- [EXERCISE DETAILS]:
Quote the listing below in full and exactly as written, but omit every picture.
-- Start of TASK INPUTS --
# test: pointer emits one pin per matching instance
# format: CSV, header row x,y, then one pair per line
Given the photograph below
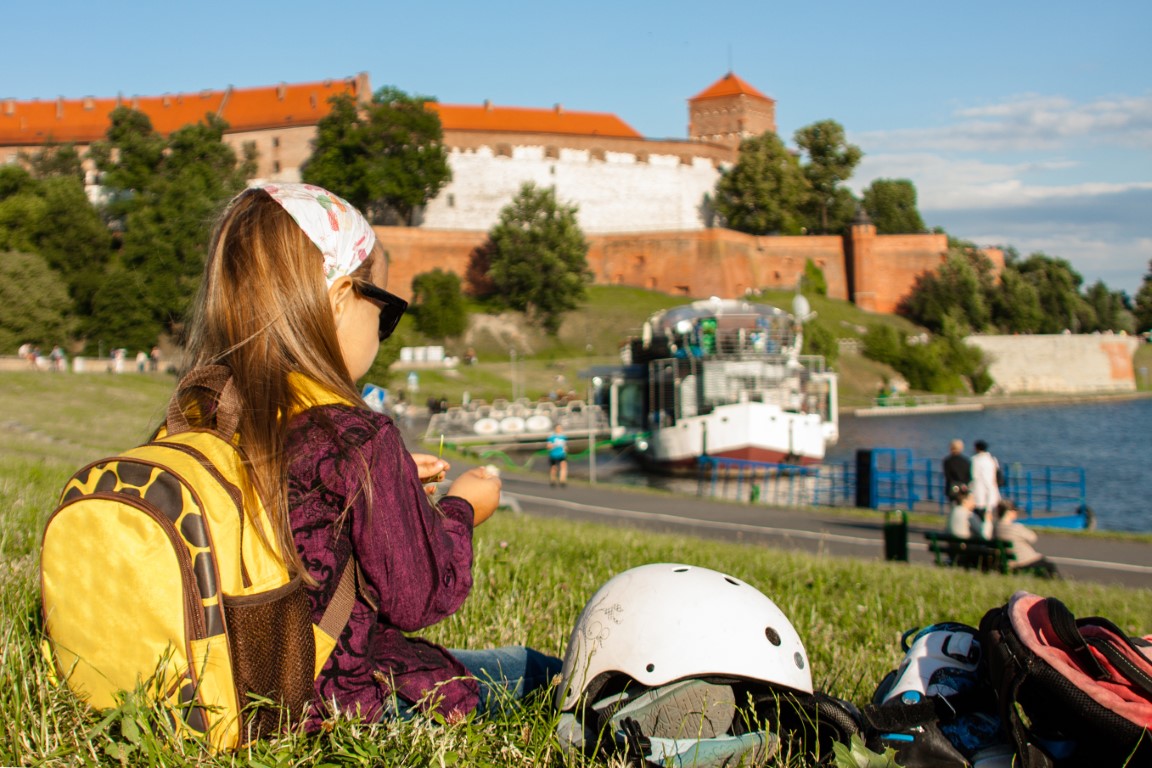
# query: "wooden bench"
x,y
983,554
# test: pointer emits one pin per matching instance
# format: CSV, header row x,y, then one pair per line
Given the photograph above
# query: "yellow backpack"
x,y
153,572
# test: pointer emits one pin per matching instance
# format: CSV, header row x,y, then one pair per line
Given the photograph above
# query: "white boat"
x,y
725,379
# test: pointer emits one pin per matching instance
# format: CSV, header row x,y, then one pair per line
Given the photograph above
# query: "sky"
x,y
1024,123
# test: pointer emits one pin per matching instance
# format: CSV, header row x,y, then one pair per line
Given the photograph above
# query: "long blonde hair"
x,y
263,311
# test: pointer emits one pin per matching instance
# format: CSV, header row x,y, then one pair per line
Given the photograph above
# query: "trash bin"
x,y
895,534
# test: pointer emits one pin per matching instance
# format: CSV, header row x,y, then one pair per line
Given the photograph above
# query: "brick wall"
x,y
699,263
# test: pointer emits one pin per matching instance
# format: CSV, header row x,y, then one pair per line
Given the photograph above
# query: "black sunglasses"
x,y
392,306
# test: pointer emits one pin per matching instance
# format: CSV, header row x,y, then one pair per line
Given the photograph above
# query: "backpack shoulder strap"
x,y
340,608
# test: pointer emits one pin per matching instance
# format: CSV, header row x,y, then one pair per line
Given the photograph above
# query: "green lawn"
x,y
531,578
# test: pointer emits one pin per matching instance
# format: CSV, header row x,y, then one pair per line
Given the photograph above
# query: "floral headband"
x,y
340,232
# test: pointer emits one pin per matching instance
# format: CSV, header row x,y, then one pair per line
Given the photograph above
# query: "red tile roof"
x,y
522,120
730,84
82,121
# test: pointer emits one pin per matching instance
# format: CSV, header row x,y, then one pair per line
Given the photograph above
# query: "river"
x,y
1111,440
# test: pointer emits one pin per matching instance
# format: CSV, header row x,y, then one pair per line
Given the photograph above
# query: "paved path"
x,y
1106,561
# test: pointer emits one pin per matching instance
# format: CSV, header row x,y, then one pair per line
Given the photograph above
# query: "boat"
x,y
722,378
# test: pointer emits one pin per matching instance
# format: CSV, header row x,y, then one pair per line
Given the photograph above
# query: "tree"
x,y
831,161
1142,305
813,279
539,257
128,159
962,284
387,157
438,304
1058,289
1016,303
891,203
167,234
33,303
763,192
1108,309
53,218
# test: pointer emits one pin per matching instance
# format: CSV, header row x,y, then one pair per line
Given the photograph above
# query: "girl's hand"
x,y
480,487
431,470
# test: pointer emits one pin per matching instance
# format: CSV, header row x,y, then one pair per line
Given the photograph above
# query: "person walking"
x,y
957,472
558,456
1023,540
985,485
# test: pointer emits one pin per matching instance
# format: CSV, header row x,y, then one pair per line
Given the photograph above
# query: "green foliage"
x,y
764,191
1058,290
532,575
539,257
830,162
1142,305
813,279
438,304
942,364
166,215
961,283
385,157
857,755
33,304
820,340
891,203
1107,310
128,158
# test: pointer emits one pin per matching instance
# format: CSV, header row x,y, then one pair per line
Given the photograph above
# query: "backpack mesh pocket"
x,y
273,655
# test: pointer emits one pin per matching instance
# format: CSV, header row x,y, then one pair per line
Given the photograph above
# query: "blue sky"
x,y
1022,123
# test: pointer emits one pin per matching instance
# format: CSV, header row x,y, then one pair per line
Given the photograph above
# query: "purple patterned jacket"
x,y
416,561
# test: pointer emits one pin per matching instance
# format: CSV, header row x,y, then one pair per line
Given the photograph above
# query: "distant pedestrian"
x,y
1022,539
985,485
558,457
963,518
957,472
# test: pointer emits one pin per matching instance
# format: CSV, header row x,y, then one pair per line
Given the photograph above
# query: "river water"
x,y
1111,440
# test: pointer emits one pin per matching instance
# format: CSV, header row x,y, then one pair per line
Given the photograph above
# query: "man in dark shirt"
x,y
957,471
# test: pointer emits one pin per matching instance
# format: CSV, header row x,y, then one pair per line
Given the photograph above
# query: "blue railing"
x,y
899,479
892,478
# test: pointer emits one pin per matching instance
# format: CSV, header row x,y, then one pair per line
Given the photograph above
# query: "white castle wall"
x,y
1060,363
616,194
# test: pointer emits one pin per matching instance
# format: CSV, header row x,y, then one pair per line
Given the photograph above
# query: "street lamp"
x,y
593,388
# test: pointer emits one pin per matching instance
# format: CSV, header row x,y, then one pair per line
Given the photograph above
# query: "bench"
x,y
983,554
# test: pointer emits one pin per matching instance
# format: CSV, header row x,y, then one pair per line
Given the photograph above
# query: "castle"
x,y
642,202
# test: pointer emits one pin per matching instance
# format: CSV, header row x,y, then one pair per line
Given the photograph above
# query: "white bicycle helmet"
x,y
656,662
667,622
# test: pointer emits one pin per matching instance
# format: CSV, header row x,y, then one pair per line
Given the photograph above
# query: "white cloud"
x,y
1029,123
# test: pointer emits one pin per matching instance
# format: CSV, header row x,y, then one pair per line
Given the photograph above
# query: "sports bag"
x,y
158,571
1071,691
935,709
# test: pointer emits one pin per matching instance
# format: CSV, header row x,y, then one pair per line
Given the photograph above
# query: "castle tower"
x,y
728,112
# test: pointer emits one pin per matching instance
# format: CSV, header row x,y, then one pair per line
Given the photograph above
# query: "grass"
x,y
531,578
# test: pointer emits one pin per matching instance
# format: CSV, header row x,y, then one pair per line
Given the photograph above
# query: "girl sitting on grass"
x,y
292,302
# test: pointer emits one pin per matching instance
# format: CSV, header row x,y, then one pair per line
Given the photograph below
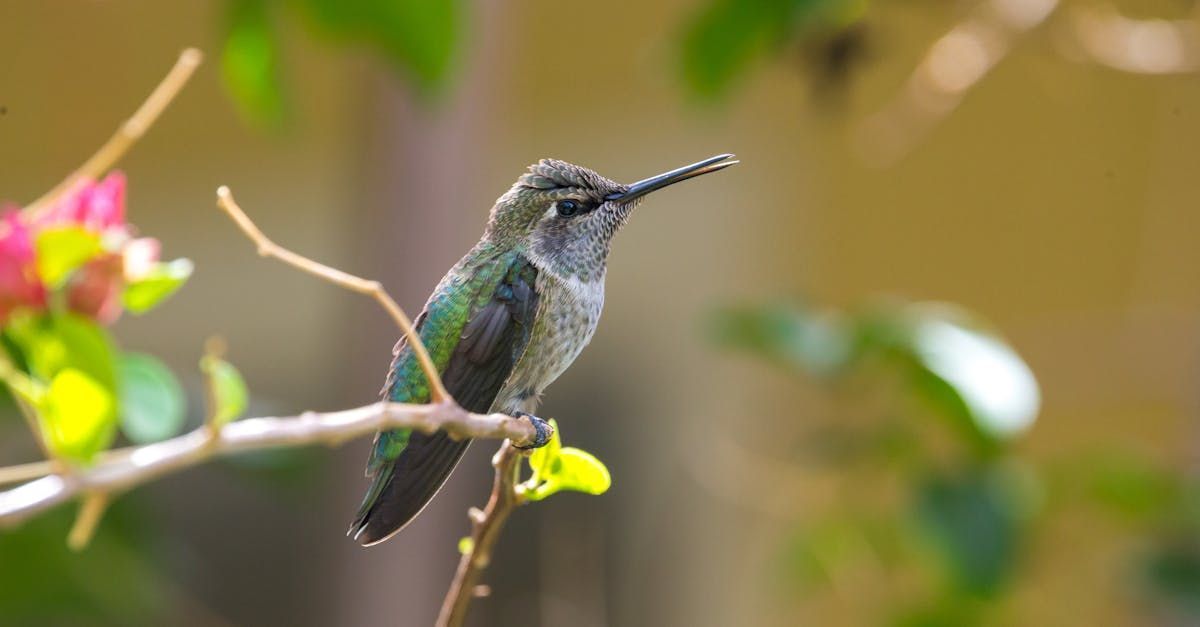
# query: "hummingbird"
-- End of TASK INPUTS --
- [FULL OUTPUT]:
# test: pointer emits one pin per matching instance
# format: CSV, header row x,y, then one pair per line
Given the photograph below
# query: "wooden bench"
x,y
983,554
# test: pointer emits one pin per matching instance
# format: CSV, header row x,y, then one pair per line
Given the photograph above
# query: "yellow backpack"
x,y
153,572
# test: pointer emits one pin per matching instance
# format: CSV, header row x,y, then one pair per line
Given the photograph above
# query: "white boat"
x,y
725,379
# test: pointer emits one pin per matching instance
# format: CSV, header row x,y, then one pair per line
Given the photograph above
# query: "sky"
x,y
1024,123
# test: pointer emits one pin per matching instance
# format: CSV, header row x,y, then one pair per line
Given the photograph above
# query: "long blonde hair"
x,y
263,311
# test: pointer emits one pin per matching instance
# format: CSV, header row x,y, then one pair per line
Given the photograph above
# query: "trash bin"
x,y
895,534
# test: pointer emits one pin per matching instance
# format: CSV, header row x,y, then one pair per line
Given the photograph above
# query: "brick wall"
x,y
699,263
# test: pointer emits one pin per matching instance
# format: CSV, header row x,y, then one pair per line
Given the photograph above
# query: "black sunglasses"
x,y
392,306
# test: pointer emits one pin per matching instance
# format: CSV, header row x,y, then one pair per line
Given the photograph above
# query: "backpack shoulder strap"
x,y
340,608
# test: pointer emits one pin per matching instance
# format: CSV, header row x,y, then one pair per line
Given the photograph above
# query: "green lawn"
x,y
531,578
# test: pointer emits one pin per matching instance
# format: CSV, header row x,y, then one pair per line
Given the photograph above
# query: "floral headband"
x,y
340,232
# test: pointer emits one pin per matching instance
# format: CSV, header row x,y, then one pair per line
Given the photograph above
# query: "red tile roof"
x,y
522,120
730,84
82,121
# test: pointer emits one pin per matching instance
# format: CSV, header row x,y, then one pair per line
Given the photograph above
# query: "river"
x,y
1111,440
# test: pointer emits one pin per matching instance
# format: CSV, header row x,y, then one pair per line
Given the photograph above
# query: "paved path"
x,y
1106,561
# test: pointer emits one pin per matching instance
# format: CSV, header row x,y, then one pair per line
Given the photograph above
# query: "boat"
x,y
722,378
# test: pointer emits one pin per matching instance
# format: CSV, header row x,y, then one pair per line
Given the photograph above
# query: "tree"
x,y
831,161
1142,305
813,279
539,257
128,159
962,284
387,157
438,304
1058,289
1016,303
891,203
167,234
33,303
763,192
1108,309
53,218
# test: pointer emits one pin per matching instance
# format: CSV, header row x,y, then one pair per line
Given the photograph above
# query: "girl's hand"
x,y
480,487
431,470
# test: pointer emits one pin per matching instance
# format: CSV, header row x,y, then one pair per line
Given the photograph above
# query: "person walking"
x,y
957,472
558,456
1023,540
985,485
# test: pointer emits one pin per matching instance
# format: CSV, header row x,y, then one pair per line
Given the photograph above
# query: "green foliage"
x,y
764,191
1058,290
532,575
539,257
830,162
1142,305
813,279
438,304
942,364
166,215
961,283
385,157
857,755
33,304
820,340
891,203
1107,310
128,158
# test: pointer emits one pin per matching instance
# format: CSV, header row x,y, then one pair per line
Given the photograph above
# query: "backpack mesh pocket"
x,y
273,655
# test: pointer emits one pin per matching instance
# format: CSV, header row x,y, then one pair per line
Given the photograph above
# query: "blue sky"
x,y
1022,123
# test: pointer emits one pin per matching instance
# format: CSV, header row x,y, then one pair per line
Given the photograph above
# query: "purple patterned jacket"
x,y
416,561
# test: pointer emits one pin per matching instance
# format: CSV, header row x,y, then one pair per line
Given the photograph above
# query: "distant pedestrian"
x,y
1022,539
985,485
558,457
963,518
957,472
# test: pointer emits one pin per matching instance
# format: CSV, header row x,y, then one pair per line
Given the photograph above
# query: "river water"
x,y
1111,440
# test: pointer emits one pin per matching instance
# format: CSV, header row x,y, then one pair per line
Given the photograph above
# query: "man in dark shirt"
x,y
957,471
# test: pointer emits one pin per matching instance
# format: CSV, header row x,y, then one pair per line
Given the photograph above
# query: "blue railing"
x,y
899,479
892,478
# test: pointer emits one pin per matching instance
# format: CSV, header row x,y, then one pair per line
Given the photograph above
# query: "white castle wall"
x,y
1060,363
616,194
# test: pointer emits one pin per matching instance
# format: CSV, header row x,y, then one pair per line
Given the photograph above
# query: "street lamp"
x,y
593,388
# test: pointer emits one pin per matching instance
# format: CSV, header row x,y, then one pair per line
Given the photograph above
# query: "bench"
x,y
983,554
# test: pointer emits one pin per matching instance
# format: CSV, header row x,y, then one pair per line
Given the photograph above
# query: "castle"
x,y
642,202
# test: pointer emits one pin per matching instance
# format: CSV, header row x,y, then one pair per line
Given the photograph above
# query: "white bicycle helmet"
x,y
656,662
667,622
# test: pointer emits one pin per matching instance
# format: CSV, header row x,y, then one pair per line
Given the photograph above
# query: "white cloud"
x,y
1029,123
# test: pointer emits one pin per matching instance
# format: CSV, header row x,y, then one pair per line
Given the photograph above
# query: "sports bag"
x,y
158,571
1071,691
935,709
# test: pointer emits one pin per matching instance
# format: CSV, header row x,y, then one pair per line
Given the photograph above
# query: "castle tower"
x,y
728,112
# test: pointer emits one pin per matching instance
# format: CSV, header row x,y, then one pair per line
Given the photograph above
# query: "grass"
x,y
531,578
# test: pointer emits one pin per matching instance
# format: CSV, header row x,y, then one pair per line
Given the photograph above
# query: "girl sitting on grass"
x,y
292,302
# test: pointer emits one pin per matching instance
# format: CSV, header row x,y, then one pair per line
Given the photograph below
# query: "hummingbird"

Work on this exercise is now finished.